=== Provided records ===
════════════════

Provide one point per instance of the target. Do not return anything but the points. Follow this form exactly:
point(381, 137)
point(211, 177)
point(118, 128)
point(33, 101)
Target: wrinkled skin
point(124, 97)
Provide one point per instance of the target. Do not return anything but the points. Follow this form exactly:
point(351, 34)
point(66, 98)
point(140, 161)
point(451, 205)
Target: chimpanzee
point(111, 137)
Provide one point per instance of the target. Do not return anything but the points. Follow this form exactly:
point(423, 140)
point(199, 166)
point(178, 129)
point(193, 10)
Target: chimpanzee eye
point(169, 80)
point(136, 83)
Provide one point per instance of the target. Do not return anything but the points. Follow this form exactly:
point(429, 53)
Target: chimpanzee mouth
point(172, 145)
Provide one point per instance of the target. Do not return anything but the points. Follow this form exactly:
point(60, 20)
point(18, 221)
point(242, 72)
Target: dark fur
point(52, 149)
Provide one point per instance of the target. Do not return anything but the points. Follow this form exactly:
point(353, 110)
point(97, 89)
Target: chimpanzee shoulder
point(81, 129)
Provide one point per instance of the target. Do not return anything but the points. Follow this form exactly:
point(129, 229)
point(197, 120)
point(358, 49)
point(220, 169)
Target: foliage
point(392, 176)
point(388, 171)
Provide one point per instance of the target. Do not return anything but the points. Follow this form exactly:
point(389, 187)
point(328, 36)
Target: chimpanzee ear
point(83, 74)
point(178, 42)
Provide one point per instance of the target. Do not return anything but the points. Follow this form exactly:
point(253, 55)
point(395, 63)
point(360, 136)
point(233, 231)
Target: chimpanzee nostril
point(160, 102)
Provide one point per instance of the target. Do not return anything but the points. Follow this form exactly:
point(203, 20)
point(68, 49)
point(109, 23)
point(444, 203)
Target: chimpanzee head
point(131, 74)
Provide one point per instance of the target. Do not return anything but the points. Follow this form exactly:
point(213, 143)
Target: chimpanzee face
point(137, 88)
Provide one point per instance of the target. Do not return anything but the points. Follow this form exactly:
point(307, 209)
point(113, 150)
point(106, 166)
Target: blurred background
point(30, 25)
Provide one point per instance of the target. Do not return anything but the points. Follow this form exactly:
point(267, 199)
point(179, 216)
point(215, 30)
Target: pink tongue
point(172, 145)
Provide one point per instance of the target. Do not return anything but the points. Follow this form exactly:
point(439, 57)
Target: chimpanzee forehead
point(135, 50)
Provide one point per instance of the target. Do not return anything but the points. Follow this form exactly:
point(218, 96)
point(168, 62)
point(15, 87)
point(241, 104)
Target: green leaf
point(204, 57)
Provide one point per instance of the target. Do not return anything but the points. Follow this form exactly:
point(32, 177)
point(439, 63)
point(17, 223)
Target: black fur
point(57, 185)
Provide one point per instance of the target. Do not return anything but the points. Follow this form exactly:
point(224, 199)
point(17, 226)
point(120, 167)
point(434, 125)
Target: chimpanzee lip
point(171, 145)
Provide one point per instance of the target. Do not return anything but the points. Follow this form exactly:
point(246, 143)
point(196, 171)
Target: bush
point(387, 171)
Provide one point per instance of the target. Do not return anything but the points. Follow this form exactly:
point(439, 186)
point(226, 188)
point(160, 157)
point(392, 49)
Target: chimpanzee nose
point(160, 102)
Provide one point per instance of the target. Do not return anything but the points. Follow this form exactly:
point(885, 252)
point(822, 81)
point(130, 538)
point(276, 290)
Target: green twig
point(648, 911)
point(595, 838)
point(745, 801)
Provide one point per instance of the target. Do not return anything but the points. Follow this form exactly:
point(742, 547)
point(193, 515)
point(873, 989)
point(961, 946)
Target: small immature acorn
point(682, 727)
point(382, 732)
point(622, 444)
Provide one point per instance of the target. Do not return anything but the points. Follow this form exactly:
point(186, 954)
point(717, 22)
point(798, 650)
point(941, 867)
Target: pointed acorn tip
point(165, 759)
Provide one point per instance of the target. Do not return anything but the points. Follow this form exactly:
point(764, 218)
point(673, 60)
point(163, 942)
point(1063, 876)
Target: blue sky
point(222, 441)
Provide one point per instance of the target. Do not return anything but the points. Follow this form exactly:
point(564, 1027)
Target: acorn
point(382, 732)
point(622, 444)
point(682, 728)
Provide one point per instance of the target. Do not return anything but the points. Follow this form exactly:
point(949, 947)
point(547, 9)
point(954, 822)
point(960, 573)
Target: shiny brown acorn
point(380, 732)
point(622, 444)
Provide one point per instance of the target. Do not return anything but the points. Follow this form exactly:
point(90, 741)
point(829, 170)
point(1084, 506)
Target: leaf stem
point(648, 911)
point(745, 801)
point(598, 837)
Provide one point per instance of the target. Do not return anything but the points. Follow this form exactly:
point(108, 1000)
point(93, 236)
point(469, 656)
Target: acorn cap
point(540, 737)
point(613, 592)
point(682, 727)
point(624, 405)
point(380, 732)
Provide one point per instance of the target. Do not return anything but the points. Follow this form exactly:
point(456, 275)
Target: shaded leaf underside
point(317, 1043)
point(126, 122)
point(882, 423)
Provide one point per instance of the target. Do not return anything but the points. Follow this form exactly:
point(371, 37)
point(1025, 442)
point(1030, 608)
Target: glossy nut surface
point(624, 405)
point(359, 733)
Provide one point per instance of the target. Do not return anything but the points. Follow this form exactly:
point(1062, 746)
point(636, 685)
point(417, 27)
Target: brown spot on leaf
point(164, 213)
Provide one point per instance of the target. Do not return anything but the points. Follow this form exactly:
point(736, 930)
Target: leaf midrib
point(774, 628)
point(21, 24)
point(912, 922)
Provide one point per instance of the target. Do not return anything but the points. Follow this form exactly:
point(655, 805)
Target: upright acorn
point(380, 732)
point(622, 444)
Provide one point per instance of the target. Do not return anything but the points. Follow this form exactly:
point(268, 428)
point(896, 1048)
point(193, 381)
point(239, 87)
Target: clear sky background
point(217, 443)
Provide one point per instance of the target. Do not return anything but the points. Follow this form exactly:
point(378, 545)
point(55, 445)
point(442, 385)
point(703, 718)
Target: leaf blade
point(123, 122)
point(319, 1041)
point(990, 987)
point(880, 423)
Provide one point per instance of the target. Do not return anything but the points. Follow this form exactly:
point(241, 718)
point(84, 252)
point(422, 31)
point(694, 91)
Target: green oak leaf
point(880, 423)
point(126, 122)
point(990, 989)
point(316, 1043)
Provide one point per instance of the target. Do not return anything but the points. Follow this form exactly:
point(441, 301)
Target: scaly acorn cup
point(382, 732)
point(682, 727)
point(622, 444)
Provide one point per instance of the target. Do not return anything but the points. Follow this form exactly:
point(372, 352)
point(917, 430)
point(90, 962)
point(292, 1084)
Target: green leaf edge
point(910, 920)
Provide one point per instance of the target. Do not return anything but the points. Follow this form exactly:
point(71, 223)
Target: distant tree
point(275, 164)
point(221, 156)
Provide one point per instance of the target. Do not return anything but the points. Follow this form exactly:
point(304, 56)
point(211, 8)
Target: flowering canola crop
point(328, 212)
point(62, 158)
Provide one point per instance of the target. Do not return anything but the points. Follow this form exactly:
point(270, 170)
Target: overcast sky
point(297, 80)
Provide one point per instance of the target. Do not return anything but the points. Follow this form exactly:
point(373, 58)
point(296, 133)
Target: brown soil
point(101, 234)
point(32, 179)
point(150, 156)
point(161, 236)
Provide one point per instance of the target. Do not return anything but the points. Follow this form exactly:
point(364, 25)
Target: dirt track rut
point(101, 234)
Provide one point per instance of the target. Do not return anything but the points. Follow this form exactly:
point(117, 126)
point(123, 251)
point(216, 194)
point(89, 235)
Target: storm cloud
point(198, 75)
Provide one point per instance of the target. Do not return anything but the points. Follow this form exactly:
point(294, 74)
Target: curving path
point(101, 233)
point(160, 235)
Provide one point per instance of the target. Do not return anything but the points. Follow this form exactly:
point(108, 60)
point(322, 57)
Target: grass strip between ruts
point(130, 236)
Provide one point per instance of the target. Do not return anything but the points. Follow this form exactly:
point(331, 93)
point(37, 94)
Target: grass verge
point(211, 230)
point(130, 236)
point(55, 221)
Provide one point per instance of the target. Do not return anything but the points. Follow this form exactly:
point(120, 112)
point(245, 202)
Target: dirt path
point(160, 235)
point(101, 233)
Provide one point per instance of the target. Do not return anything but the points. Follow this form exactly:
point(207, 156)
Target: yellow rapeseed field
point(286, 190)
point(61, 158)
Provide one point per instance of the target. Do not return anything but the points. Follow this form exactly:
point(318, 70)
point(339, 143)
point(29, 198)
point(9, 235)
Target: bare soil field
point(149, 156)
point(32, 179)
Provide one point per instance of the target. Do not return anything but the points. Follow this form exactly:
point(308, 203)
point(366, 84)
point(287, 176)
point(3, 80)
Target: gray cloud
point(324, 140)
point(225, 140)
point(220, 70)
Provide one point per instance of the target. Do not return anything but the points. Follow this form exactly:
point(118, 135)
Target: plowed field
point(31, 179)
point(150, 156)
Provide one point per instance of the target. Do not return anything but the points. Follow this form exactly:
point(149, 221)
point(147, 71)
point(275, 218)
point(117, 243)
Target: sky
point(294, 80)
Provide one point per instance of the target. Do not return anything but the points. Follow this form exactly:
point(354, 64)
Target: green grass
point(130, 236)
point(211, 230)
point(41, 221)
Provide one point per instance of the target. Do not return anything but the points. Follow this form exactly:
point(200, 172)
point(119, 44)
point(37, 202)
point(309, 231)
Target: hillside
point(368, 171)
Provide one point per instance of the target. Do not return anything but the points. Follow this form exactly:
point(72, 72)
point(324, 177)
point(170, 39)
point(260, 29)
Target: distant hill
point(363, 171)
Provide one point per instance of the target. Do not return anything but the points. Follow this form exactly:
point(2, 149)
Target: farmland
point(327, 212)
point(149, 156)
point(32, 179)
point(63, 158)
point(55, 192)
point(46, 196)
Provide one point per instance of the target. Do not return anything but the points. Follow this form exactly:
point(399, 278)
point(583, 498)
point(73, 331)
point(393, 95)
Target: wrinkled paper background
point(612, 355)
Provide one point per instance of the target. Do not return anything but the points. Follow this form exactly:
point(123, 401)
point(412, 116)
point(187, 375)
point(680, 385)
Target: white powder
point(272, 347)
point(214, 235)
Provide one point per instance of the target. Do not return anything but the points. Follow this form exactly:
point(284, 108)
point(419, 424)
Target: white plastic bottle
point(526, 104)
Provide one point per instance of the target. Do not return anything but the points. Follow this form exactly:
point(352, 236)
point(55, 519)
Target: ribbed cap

════════════════

=== Exercise goal ===
From the listing above, repeat exactly the lines starting at the line that includes "point(873, 989)" and ending at the line that includes "point(798, 650)", with nothing outside that span.

=== Response area ===
point(873, 989)
point(961, 946)
Target: small immature acorn
point(682, 727)
point(382, 732)
point(622, 444)
Provide one point per instance of the target. Do not return anything but the points. Follow this form exactly:
point(186, 954)
point(717, 22)
point(798, 650)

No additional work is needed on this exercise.